(Provided data)
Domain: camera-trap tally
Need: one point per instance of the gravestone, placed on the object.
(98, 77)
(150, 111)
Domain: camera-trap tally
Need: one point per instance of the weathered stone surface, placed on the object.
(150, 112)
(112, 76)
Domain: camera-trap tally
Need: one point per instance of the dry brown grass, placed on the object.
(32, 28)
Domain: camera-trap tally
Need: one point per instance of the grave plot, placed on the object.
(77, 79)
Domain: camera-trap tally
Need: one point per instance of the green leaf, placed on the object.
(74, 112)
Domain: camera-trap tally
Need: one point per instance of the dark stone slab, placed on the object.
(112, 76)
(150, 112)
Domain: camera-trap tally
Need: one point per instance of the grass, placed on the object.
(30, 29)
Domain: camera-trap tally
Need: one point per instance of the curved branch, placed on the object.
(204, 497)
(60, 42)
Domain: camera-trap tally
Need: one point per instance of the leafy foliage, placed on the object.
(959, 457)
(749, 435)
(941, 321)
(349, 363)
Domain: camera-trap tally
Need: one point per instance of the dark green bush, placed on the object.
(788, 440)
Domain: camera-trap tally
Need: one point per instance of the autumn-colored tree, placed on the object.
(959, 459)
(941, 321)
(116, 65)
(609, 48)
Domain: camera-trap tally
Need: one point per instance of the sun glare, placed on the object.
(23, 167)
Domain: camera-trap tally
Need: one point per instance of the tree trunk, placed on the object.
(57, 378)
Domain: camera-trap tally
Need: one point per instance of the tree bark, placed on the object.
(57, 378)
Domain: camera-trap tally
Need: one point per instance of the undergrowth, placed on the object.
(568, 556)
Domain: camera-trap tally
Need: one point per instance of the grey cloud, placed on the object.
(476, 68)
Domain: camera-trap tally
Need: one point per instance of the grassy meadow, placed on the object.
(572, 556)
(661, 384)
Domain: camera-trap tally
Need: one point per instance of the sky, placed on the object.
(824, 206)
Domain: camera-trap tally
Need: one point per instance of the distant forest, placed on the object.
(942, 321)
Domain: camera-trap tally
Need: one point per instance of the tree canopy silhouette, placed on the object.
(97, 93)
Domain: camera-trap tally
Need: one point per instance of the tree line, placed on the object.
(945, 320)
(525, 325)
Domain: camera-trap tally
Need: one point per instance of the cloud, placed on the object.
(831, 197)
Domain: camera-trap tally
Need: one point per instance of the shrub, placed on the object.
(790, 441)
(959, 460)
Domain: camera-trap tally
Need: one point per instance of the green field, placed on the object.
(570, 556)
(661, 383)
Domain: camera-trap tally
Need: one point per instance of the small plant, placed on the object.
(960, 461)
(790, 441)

(Your objective) Output the listing above in full, exactly as written.

(Exercise output)
Domain: camera-trap tally
Need: one point per instance of the gravestone, placed on the object.
(98, 77)
(150, 111)
Domain: camera-trap tally
Need: one point per instance of the weathered stone surface, placed on the object.
(150, 112)
(112, 76)
Domain: camera-trap tally
Need: one point per instance of the dry brown grass, placed on the object.
(32, 28)
Domain: camera-trap tally
Need: one point per instance of the grave plot, placed on the object.
(77, 79)
Domain: camera-trap tally
Need: one point per instance of the green leaf, placed on the object.
(74, 112)
Domain: camera-trap tally
Need: one point per instance of the dark stone slab, placed on the object.
(112, 76)
(150, 112)
Domain: camera-trap tally
Need: one point per instance of the grass, placed on the object.
(30, 29)
Domain: camera-trap tally
Need: one point per instance of the curved branch, placed on the object.
(204, 497)
(60, 42)
Domain: camera-trap tally
Need: one point per instance of the leafy foliage, placed on the object.
(959, 457)
(749, 435)
(941, 321)
(349, 363)
Domain: camera-trap tally
Need: one point per instance of the dark green bush, placed on the object.
(788, 440)
Domain: camera-trap tally
Need: one point per instance of the autumn-colored tree, placed on the object.
(959, 459)
(941, 321)
(116, 65)
(609, 48)
Domain: camera-trap tally
Need: one point per instance of the sun glare, placed on the object.
(23, 167)
Domain: camera-trap tally
Need: one point per instance of the tree trunk, placed on the object.
(57, 378)
Domain: camera-trap tally
Need: one point per instance of the tree bark, placed on the object.
(57, 378)
Domain: camera-trap tally
Need: one point per instance of the undergrowth, placed on the object.
(568, 556)
Domain: camera-trap tally
Need: one point per instance of the grey cloud, placed on the object.
(476, 68)
Domain: camera-trap tally
Need: one point per instance of the grassy meadow, placed on the object.
(572, 556)
(661, 384)
Domain: camera-trap tally
Need: one point per instance of the sky, placed on the object.
(824, 206)
Domain: camera-trap tally
Need: one point per instance of the distant forest, placed on the object.
(942, 321)
Domain: camera-trap tally
Need: one point per instance of the tree canopy silhouette, placed on the object.
(97, 93)
Domain: camera-trap tally
Need: one point per instance of the tree line, placed on the object.
(945, 320)
(525, 325)
Domain: camera-trap tally
Need: one point per instance of the cloud, placed on the object.
(831, 197)
Domain: camera-trap tally
Need: one point per instance of the shrub, placed on the object.
(790, 441)
(959, 460)
Domain: camera-trap tally
Need: one point per instance of the green field, placed on the object.
(570, 556)
(661, 383)
Domain: camera-trap tally
Need: one point per instance of the small plant, placed on the object.
(960, 461)
(790, 441)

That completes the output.